#### [Exercise]
Reproduce the material below line for line, without altering any character, and omit the pictures from your output.

#### [Records for the exercise]
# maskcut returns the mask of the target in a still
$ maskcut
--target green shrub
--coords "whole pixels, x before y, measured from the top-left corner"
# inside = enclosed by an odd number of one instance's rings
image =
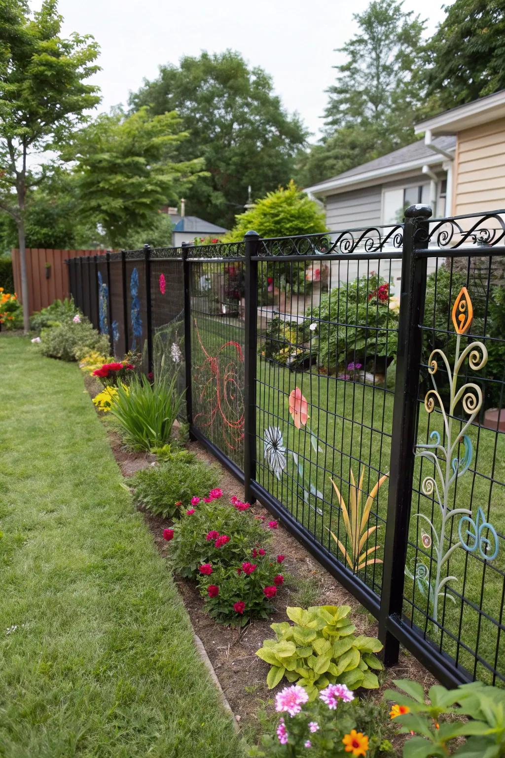
[[[373,637],[354,634],[348,620],[349,606],[316,606],[304,610],[287,608],[288,622],[272,624],[276,640],[265,640],[256,653],[270,663],[267,684],[272,689],[285,676],[305,688],[313,700],[328,684],[346,684],[351,689],[379,687],[372,669],[383,666],[376,653],[382,645]]]
[[[135,449],[151,450],[169,442],[183,399],[176,393],[176,379],[151,384],[145,376],[133,376],[128,386],[118,384],[111,412]]]
[[[47,308],[35,311],[30,317],[30,328],[33,331],[40,333],[47,327],[56,326],[64,321],[71,321],[76,314],[79,313],[73,298],[66,297],[64,300],[55,300]],[[108,349],[105,351],[108,354]]]
[[[179,511],[176,503],[189,508],[193,496],[207,495],[219,484],[219,468],[194,458],[195,453],[179,450],[164,462],[136,474],[136,503],[155,515],[172,518]]]
[[[174,529],[171,559],[174,571],[181,576],[195,577],[203,563],[237,565],[252,557],[255,547],[266,547],[270,534],[248,510],[214,501],[198,503],[195,512],[181,518]],[[229,537],[216,547],[217,537]]]
[[[78,324],[65,321],[42,329],[40,340],[43,355],[63,361],[79,361],[93,350],[106,354],[111,346],[107,335],[94,329],[84,316]]]

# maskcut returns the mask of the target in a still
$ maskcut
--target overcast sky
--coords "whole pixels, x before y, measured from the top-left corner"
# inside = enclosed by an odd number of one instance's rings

#### [Result]
# maskcut returns the mask of the target in a still
$ maskcut
--target green shrub
--coords "whole pixels, x before y, measured from the top-left corner"
# inside = enclosed by an odd number of one instance's rings
image =
[[[373,637],[354,634],[348,620],[349,606],[316,606],[304,610],[287,608],[288,622],[272,624],[276,640],[265,640],[256,653],[270,663],[267,684],[272,689],[285,676],[305,688],[313,700],[328,684],[346,684],[351,689],[379,687],[372,669],[383,666],[376,653],[382,645]]]
[[[135,449],[151,450],[169,442],[183,399],[176,393],[176,379],[151,384],[145,376],[133,376],[128,386],[118,384],[111,412]]]
[[[47,308],[35,311],[30,317],[30,328],[33,331],[40,333],[47,327],[56,326],[64,321],[71,321],[76,314],[79,313],[73,298],[66,297],[64,300],[55,300]],[[108,349],[105,351],[108,354]]]
[[[179,511],[176,503],[189,508],[193,496],[207,495],[219,484],[219,468],[194,458],[195,453],[179,450],[164,462],[136,474],[136,503],[155,515],[172,518]]]
[[[174,529],[171,559],[174,571],[181,576],[195,577],[203,563],[237,565],[252,557],[255,547],[266,547],[270,534],[248,510],[214,501],[198,503],[195,512],[181,518]],[[229,537],[216,547],[217,537]]]
[[[78,324],[65,321],[42,329],[40,340],[43,355],[63,361],[79,361],[93,350],[106,354],[111,346],[107,335],[94,329],[84,316]]]

# maskcut returns the mask of the target in a still
$ maskcut
--target overcast sky
--coords "whole pixels, x before y, measured from the top-left corner"
# inside = enclosed by an odd number of one instance's rings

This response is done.